*データ部分*
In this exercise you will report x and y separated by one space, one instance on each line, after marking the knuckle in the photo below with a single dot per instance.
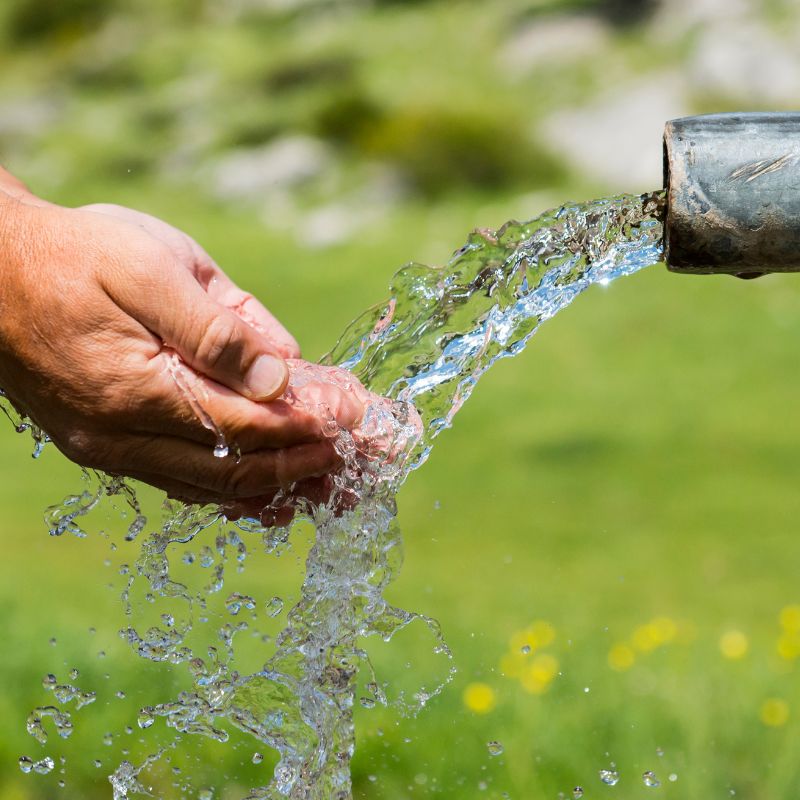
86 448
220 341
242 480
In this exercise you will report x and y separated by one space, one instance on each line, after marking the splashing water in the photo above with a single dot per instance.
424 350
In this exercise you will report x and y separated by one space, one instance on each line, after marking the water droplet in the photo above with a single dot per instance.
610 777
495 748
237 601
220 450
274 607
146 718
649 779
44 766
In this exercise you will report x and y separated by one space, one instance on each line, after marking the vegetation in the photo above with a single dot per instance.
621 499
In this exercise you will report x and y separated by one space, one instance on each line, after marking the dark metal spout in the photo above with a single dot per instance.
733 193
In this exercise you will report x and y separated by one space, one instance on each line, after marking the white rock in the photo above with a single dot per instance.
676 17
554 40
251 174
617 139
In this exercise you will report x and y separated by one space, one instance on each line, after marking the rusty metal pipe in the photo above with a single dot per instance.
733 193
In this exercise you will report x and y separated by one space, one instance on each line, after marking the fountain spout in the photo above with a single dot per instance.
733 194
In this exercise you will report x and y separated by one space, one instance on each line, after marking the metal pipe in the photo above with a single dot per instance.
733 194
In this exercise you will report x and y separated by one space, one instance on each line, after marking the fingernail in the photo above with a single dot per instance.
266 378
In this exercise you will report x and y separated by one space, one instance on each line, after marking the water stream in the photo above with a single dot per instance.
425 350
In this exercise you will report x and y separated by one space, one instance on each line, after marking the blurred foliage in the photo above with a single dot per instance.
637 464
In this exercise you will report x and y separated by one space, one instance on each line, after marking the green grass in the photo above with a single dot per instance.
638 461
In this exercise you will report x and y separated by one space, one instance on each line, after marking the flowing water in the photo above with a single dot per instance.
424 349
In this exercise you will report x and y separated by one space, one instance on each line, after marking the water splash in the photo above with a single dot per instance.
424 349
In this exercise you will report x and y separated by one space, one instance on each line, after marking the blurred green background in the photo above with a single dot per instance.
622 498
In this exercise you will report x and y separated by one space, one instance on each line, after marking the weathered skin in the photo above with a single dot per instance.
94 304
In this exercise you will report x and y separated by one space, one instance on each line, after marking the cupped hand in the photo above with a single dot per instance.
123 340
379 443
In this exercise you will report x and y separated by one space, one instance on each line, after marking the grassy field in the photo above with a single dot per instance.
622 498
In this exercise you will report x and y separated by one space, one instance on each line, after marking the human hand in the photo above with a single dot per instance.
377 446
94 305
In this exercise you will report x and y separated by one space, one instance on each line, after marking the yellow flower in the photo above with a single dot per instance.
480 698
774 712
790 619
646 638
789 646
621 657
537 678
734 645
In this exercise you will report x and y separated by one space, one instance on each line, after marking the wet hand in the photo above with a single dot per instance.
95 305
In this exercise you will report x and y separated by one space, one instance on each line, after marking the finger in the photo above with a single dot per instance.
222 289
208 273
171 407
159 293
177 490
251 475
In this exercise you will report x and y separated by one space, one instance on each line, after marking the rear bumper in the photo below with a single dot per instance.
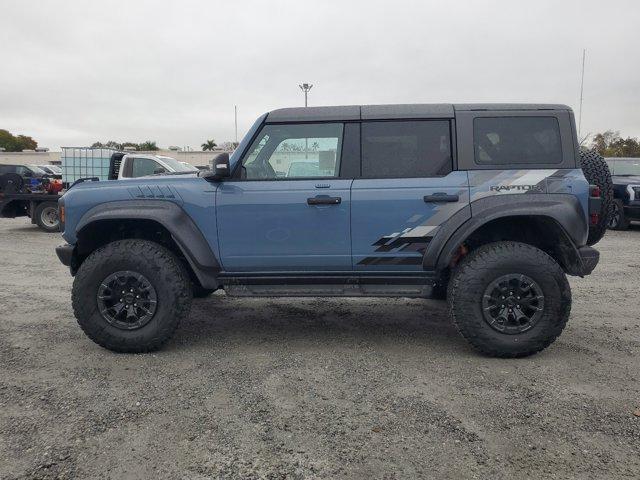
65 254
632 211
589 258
--
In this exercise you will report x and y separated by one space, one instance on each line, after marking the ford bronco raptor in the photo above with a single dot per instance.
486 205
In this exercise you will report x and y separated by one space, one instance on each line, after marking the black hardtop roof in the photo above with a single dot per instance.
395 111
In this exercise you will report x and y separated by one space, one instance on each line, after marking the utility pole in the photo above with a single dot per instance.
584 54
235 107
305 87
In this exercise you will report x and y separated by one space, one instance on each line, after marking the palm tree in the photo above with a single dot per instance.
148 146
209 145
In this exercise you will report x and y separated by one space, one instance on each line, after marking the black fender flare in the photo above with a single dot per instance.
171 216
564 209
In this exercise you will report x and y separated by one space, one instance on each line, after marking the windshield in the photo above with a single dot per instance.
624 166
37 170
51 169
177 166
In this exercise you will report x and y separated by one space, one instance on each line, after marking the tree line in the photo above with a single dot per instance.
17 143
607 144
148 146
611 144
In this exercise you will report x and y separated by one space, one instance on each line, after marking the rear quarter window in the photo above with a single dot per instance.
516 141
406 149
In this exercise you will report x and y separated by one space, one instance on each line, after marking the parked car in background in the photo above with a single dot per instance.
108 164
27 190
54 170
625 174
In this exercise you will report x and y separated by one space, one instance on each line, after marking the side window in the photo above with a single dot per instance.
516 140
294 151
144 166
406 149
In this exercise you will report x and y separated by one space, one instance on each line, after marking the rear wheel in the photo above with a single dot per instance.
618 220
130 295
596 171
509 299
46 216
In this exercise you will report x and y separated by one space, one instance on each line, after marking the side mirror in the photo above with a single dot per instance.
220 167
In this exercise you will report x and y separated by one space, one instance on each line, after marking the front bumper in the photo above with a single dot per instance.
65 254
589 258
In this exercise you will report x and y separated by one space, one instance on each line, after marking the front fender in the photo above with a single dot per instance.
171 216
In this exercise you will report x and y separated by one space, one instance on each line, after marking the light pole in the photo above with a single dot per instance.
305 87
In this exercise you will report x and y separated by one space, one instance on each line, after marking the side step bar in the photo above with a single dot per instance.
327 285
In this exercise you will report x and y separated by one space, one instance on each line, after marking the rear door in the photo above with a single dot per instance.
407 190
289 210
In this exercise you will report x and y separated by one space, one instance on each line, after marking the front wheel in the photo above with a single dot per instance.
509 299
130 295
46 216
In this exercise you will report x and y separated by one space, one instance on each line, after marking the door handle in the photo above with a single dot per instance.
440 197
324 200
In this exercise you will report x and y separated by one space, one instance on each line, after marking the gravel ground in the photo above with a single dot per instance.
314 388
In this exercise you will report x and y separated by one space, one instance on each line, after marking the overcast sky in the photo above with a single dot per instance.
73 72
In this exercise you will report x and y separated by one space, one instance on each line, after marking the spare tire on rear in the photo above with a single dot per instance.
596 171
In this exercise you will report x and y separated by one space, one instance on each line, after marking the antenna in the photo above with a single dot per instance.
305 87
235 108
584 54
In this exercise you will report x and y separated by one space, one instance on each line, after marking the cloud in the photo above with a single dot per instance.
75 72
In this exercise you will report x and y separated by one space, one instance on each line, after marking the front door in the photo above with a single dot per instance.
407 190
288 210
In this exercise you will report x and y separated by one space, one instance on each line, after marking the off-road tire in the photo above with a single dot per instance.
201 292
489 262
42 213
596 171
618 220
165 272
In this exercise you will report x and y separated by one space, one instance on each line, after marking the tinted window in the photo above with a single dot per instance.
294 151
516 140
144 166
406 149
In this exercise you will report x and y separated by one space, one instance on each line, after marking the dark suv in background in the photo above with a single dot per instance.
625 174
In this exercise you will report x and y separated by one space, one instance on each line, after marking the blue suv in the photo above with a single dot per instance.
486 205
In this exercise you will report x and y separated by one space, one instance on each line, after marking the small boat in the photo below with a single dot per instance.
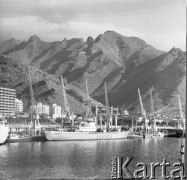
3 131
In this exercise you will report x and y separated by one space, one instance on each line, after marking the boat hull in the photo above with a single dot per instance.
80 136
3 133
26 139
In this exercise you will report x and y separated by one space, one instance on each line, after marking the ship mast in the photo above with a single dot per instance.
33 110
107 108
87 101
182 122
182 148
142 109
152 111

*与えられた課題*
上の行から、文字列「palm」を含む行をすべて抽出してください。大文字と小文字は区別します。

*この課題の解答*
In this exercise you will report x and y separated by one space, one instance on each line, after marking the palm tree in the photo above with a single dot per instance.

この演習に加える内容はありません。